### [Record set]
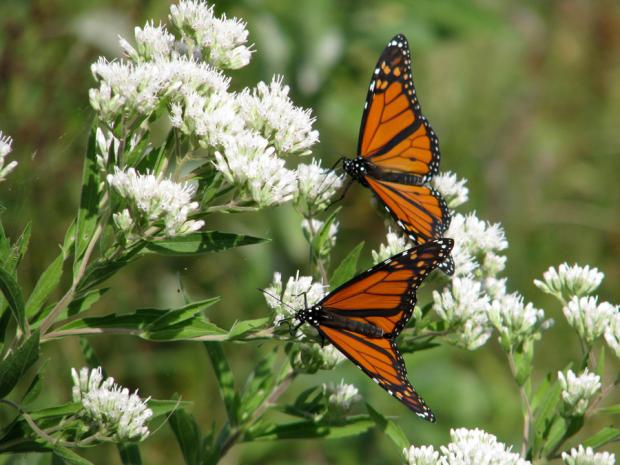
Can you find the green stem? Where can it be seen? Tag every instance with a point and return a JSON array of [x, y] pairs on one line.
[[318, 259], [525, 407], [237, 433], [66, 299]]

==

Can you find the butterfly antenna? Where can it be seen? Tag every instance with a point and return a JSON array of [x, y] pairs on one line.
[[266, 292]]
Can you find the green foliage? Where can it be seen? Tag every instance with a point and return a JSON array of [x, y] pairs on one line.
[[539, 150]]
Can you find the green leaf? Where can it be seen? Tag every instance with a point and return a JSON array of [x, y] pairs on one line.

* * *

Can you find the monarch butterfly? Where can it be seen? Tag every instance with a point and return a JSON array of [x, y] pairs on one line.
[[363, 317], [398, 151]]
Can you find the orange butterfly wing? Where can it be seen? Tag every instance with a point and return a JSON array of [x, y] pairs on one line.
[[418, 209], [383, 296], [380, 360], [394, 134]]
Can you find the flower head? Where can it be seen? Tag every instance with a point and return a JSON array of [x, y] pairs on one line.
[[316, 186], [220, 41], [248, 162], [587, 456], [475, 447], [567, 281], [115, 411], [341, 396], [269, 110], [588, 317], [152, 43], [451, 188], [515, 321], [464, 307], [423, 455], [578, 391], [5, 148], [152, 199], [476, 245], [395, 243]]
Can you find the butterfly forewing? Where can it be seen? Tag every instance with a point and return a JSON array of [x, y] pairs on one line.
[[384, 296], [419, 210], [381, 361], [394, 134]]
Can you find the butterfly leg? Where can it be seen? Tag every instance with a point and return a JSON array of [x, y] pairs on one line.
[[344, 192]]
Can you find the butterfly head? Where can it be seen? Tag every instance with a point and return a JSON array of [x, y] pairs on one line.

### [Work to be completed]
Rewrite everything from the line containing "Can you find the green stem?" down to the line containing "[[318, 259], [525, 407], [237, 433], [66, 299]]", replacing "green stem" with "plant stem" and leaving the rest unchanged.

### [Result of this task]
Can you find the plant stem? Where can it be seen? Tag every instance with a point and return a JSON array of [x, y] pairs on one line.
[[318, 259], [525, 407], [237, 433], [66, 299]]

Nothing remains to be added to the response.